▶ _EXTRACT_:
LINCOLN, N.H. — Used to be, New England winters were big snow years or low snow years — but never no snow years. The New England skier was not raised to consider snow an unreliable occurrence.
But after a winter with little more than trace amounts of snow, which followed a winter of record snowfalls, it is hard to have clear expectations as ski season begins.
“At this point, I’ve learned to have no expectations,” Rich Stanley said as he prepared to board the gondola at Loon Mountain on Saturday with some buddies from Sandown, N.H. “Except that the bar is open.”
This weekend is the second of the season at the resort, and crowds were solid though snow had yet to leave any mark in the White Mountains. Just a fraction of the trails were open, little slivers of man-made white on bare, brown hills.
Many of the early-season skiers — typically the diehards, the season-pass crowd — had skied a lot last year regardless of snowfalls that rarely filled in the woods along the trails.
‘At this point, I’ve learned to have no expectations. Except that the bar is open.’
Almaisa Yanoff, who had won a season pass in a snowboarding competition at Pat’s Peak, said she rode almost every day last year and it was fantastic, especially with the lack of crowds.

▶ _WORK REQUIRED_: Continue the news article about the early ski season at Loon Mountain after a nearly snowless New England winter, picking up after its last sentence.

▶ _SUPPLIED ENTRIES_:
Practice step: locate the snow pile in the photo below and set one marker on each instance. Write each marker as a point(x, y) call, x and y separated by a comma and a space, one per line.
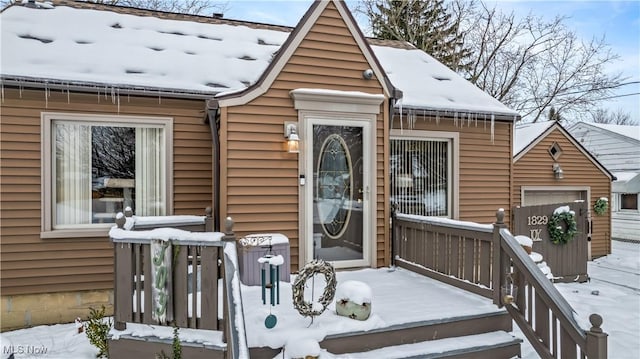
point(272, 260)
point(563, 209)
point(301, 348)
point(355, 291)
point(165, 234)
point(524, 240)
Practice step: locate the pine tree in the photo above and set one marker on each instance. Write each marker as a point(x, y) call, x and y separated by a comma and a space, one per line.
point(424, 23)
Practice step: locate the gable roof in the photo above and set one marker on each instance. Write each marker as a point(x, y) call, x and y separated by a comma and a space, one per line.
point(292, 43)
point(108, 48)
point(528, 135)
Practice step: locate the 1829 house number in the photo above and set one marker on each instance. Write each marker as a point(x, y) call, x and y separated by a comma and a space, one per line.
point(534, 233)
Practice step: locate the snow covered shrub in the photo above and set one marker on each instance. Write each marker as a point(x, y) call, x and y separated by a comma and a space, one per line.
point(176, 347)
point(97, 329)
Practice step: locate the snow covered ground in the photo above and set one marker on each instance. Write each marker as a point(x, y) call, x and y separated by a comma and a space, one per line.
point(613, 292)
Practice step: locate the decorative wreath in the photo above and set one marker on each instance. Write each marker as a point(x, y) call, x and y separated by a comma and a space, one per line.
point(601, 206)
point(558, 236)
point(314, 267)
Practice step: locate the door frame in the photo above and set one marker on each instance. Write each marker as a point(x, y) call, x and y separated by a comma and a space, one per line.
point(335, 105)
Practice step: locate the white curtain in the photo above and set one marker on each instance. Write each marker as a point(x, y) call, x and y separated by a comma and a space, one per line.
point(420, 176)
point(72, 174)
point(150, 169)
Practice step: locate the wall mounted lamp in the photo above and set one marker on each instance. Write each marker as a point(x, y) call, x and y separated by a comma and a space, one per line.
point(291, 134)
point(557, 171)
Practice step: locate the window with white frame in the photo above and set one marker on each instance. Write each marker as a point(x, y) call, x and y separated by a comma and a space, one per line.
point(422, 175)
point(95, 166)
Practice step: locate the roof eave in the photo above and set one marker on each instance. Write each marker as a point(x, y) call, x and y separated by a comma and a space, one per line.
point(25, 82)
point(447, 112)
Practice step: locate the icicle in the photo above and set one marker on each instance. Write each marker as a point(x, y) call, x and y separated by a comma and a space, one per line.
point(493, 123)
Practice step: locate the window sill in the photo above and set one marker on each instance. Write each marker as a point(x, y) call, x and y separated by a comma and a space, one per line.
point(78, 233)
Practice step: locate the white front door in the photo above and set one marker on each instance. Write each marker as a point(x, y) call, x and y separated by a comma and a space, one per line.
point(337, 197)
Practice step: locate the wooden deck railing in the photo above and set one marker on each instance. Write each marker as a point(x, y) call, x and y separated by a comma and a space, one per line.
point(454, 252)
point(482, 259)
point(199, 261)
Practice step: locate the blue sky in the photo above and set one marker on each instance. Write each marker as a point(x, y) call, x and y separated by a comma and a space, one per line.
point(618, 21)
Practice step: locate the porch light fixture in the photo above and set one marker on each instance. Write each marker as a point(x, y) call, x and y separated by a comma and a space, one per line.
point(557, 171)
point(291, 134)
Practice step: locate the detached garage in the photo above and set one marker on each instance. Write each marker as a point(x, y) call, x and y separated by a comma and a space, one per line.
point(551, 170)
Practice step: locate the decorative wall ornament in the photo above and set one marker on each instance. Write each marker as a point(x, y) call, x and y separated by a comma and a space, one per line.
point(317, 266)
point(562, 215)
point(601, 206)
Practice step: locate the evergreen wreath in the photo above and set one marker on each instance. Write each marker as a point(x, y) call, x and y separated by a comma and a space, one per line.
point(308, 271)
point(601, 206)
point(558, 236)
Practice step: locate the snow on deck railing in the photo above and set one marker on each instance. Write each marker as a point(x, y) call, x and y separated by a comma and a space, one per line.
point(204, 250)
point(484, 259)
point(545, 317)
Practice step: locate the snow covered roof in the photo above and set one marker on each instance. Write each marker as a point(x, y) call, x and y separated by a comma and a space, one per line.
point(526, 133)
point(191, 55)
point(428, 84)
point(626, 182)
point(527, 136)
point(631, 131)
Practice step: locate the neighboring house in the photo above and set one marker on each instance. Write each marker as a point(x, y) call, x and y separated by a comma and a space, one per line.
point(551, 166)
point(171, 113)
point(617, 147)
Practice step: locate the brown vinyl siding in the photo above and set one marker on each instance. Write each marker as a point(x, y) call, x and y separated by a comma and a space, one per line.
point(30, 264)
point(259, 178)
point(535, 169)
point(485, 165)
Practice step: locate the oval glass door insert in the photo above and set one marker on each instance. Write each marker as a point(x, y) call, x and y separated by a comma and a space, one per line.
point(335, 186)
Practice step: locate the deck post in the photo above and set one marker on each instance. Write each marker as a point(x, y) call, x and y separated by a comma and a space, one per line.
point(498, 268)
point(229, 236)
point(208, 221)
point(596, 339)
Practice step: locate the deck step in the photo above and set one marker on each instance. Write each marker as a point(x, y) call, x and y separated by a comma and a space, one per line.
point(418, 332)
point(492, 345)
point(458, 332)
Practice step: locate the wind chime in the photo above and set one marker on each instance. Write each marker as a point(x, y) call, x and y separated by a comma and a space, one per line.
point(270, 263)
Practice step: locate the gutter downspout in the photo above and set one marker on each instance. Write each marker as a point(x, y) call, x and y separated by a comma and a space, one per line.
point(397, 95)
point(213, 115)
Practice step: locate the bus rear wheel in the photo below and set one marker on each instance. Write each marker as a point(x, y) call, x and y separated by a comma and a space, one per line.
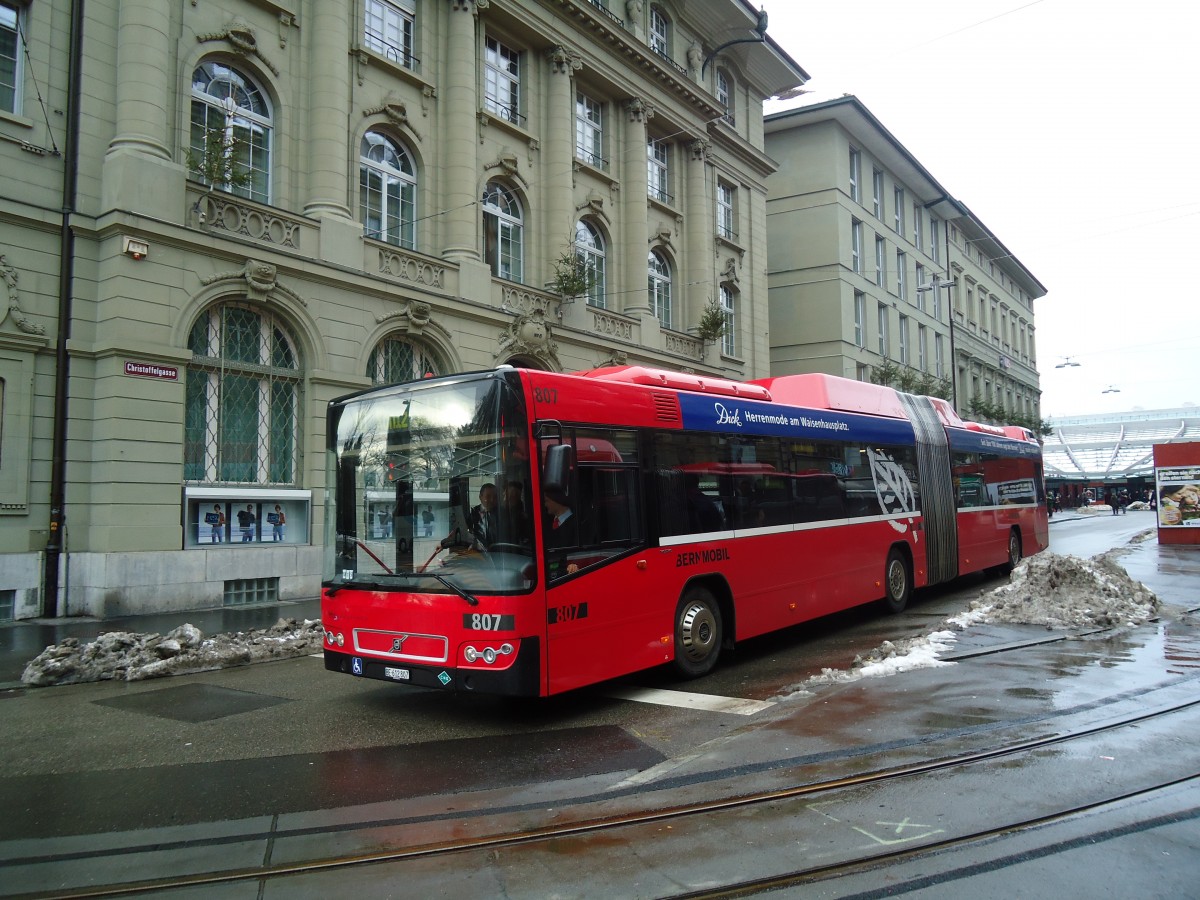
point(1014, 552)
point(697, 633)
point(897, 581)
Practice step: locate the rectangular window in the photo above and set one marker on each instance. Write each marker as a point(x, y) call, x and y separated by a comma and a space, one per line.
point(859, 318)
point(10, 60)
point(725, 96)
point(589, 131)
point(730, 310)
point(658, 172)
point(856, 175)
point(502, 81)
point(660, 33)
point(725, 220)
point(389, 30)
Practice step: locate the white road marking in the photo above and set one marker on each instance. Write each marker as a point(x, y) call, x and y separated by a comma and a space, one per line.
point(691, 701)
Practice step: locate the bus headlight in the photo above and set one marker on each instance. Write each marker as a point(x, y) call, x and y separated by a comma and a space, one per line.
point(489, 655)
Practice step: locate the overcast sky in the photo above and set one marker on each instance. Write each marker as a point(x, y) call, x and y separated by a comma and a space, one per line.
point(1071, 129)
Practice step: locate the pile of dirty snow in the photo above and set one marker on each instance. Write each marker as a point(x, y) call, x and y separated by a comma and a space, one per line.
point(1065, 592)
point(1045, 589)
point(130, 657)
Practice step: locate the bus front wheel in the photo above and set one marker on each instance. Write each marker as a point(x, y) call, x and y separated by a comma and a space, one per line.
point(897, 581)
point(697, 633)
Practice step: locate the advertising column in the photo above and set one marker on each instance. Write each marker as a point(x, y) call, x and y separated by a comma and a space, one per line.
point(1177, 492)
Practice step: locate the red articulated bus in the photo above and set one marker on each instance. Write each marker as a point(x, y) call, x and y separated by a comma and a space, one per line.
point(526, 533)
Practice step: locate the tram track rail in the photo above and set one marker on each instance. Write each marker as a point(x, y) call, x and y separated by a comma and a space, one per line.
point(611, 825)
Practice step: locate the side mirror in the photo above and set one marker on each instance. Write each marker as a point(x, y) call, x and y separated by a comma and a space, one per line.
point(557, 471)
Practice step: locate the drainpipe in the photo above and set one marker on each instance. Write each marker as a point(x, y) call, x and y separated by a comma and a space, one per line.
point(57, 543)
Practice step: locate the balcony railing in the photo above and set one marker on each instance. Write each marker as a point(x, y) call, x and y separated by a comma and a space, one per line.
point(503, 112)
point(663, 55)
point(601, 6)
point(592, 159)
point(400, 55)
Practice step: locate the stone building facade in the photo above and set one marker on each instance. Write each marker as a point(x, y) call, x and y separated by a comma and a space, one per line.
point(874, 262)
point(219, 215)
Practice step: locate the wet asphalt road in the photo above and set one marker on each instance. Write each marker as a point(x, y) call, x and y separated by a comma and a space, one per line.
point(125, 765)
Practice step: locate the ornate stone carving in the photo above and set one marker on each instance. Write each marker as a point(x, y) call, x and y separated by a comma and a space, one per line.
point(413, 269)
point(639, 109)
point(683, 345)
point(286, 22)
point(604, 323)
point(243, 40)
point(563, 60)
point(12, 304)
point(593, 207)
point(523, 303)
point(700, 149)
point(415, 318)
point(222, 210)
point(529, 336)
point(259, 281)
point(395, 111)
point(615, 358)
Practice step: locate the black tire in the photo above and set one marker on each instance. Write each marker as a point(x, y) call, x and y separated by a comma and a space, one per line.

▶ _EXPECTED ANSWER_:
“Where most people complained, I went almost every day,” said the 34-year-old from Concord, N.H.
For 2012-13, Yanoff was operating on a revenge theory of weather, the idea that there was payback on its way, and she predicted a stronger showing of the white stuff.
“We’re going to get absolutely slammed,” she said. “We’re going to get buried and have to snowmobile here.”
But although many said fresh powder from above would be best, what they wanted to talk about was the snow-making abilities of modern ski resorts.
“Twenty years ago, it would have been horrible,” said Paul Abel of Rockport, who has already skied a couple times at Loon this season. “But snowmaking is nothing like it used to be.”
The National Ski Areas Association said that last winter had the worst attendance numbers in 20 years and the least amount of snowfall during that period.
“If my boyfriend hadn’t dragged me, I wouldn’t have gone at all last year,” Rebecca Talbot said as she took a break, sitting in an Adirondack chair around noon Saturday at the base of the slopes.
In Vernon, Conn., where she lives, she was suffering from what the ski industry calls the “back yard effect,” which is the conviction people get when they see no snow outside at home, that there must be no snow on the mountains.
She enjoyed the skiing last year, she said, but she never really got the “winter” feeling.
“You’re not supposed to see all this ground around you,” she said, looking up the brown mountain.
The industry is hoping that last year’s 15 percent nationwide decline in attendance will mean benefits from pent-up demand this year, said Troy Hawks, a spokesman for the National Ski Areas Association.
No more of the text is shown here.